**Work order**
The data should be restated word for word, in full.

**Stored data**

————

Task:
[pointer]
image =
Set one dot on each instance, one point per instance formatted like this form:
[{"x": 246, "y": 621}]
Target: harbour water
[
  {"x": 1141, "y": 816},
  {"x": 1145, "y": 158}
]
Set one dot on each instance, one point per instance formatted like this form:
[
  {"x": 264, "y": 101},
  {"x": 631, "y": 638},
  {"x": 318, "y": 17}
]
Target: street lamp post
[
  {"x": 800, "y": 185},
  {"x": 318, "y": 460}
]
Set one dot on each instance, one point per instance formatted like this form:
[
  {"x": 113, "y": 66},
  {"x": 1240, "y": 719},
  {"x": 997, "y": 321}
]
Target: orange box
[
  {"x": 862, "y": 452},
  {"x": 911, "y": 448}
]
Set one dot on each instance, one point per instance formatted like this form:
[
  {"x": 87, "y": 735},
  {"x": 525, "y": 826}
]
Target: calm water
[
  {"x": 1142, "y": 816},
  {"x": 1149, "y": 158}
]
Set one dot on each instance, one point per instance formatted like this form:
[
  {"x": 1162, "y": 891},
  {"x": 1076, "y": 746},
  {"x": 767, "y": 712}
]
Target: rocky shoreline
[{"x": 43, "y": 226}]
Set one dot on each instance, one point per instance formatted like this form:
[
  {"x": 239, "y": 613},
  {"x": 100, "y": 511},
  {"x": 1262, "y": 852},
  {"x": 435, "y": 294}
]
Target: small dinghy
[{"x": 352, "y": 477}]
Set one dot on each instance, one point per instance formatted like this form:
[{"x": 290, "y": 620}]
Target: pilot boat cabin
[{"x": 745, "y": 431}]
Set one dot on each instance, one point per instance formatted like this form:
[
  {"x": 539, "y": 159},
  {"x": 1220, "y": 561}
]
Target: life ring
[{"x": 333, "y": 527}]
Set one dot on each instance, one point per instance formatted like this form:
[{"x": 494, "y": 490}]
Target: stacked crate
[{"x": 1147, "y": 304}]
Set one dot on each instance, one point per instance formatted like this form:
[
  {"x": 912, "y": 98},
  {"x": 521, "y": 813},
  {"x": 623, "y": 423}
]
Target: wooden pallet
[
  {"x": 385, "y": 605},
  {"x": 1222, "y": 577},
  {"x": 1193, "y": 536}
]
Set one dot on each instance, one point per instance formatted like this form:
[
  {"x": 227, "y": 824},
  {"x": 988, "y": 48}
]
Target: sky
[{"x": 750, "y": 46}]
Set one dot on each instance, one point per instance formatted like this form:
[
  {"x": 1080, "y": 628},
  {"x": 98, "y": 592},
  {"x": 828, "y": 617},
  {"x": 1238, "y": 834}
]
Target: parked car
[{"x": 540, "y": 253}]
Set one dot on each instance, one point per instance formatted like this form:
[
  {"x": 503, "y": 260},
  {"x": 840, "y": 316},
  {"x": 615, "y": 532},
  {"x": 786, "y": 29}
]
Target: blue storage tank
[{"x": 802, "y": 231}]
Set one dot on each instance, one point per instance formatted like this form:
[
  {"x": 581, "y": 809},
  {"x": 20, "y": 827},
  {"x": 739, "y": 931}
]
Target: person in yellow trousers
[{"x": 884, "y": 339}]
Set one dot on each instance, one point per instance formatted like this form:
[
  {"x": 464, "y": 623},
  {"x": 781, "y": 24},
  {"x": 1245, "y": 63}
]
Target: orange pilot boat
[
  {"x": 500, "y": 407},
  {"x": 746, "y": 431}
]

————

**Solution to this task**
Task:
[pointer]
image =
Set one dot on each instance, one point per instance formatted like this form:
[{"x": 246, "y": 621}]
Target: harbour water
[
  {"x": 1141, "y": 816},
  {"x": 1145, "y": 158}
]
Set one dot on each instance, one point per instance formatted like this form:
[
  {"x": 264, "y": 101},
  {"x": 631, "y": 638},
  {"x": 318, "y": 17}
]
Target: street lamp post
[
  {"x": 800, "y": 185},
  {"x": 318, "y": 460}
]
Set one dot on each instance, one point per instance formatted like this form:
[
  {"x": 113, "y": 66},
  {"x": 1240, "y": 719},
  {"x": 997, "y": 321}
]
Target: orange box
[
  {"x": 862, "y": 452},
  {"x": 911, "y": 448}
]
Set one dot on each instance, one point per instance formatted like this form:
[
  {"x": 87, "y": 735},
  {"x": 525, "y": 826}
]
Target: calm water
[
  {"x": 1142, "y": 816},
  {"x": 1149, "y": 158}
]
Set one dot on each instance, one point per instance formatted like this form:
[
  {"x": 1162, "y": 891},
  {"x": 1076, "y": 746},
  {"x": 767, "y": 712}
]
Target: rocky shoreline
[{"x": 43, "y": 226}]
Set one dot on each instance, one point per instance formatted like this form:
[
  {"x": 239, "y": 613},
  {"x": 100, "y": 511},
  {"x": 1262, "y": 852},
  {"x": 435, "y": 294}
]
Target: small dinghy
[{"x": 352, "y": 477}]
Set one dot on each instance, one point per instance formatted like this form:
[{"x": 290, "y": 620}]
Target: pilot boat cabin
[{"x": 745, "y": 431}]
Set one dot on each instance, one point per instance formatted like this form:
[
  {"x": 539, "y": 159},
  {"x": 1220, "y": 561}
]
Target: life ring
[{"x": 333, "y": 527}]
Set one dot on each instance, one point per instance formatted like this form:
[{"x": 494, "y": 490}]
Target: stacked crate
[{"x": 1147, "y": 304}]
Set one dot on each instance, one point per instance formatted like this form:
[
  {"x": 912, "y": 98},
  {"x": 521, "y": 813},
  {"x": 623, "y": 423}
]
Target: wooden pallet
[
  {"x": 385, "y": 605},
  {"x": 1222, "y": 577},
  {"x": 1193, "y": 536}
]
Set one dot on each instance, one point per instance formatted like this form:
[
  {"x": 227, "y": 824},
  {"x": 988, "y": 48}
]
Target: sky
[{"x": 750, "y": 46}]
Set one dot on each instance, one point per instance formatted like this form:
[
  {"x": 1080, "y": 628},
  {"x": 98, "y": 592},
  {"x": 828, "y": 617},
  {"x": 1238, "y": 834}
]
Target: parked car
[{"x": 540, "y": 253}]
Set one dot on each instance, one point per instance formatted like this form:
[
  {"x": 503, "y": 260},
  {"x": 840, "y": 316},
  {"x": 615, "y": 532},
  {"x": 786, "y": 29}
]
Target: blue storage tank
[{"x": 802, "y": 231}]
Set one dot on each instance, one point per instance formatted like this form:
[
  {"x": 581, "y": 809},
  {"x": 20, "y": 827},
  {"x": 739, "y": 931}
]
Target: person in yellow trousers
[{"x": 884, "y": 339}]
Set one dot on each instance, one point per instance formatted like this form:
[
  {"x": 464, "y": 623},
  {"x": 781, "y": 24},
  {"x": 1245, "y": 63}
]
Target: orange pilot boat
[
  {"x": 500, "y": 407},
  {"x": 746, "y": 431}
]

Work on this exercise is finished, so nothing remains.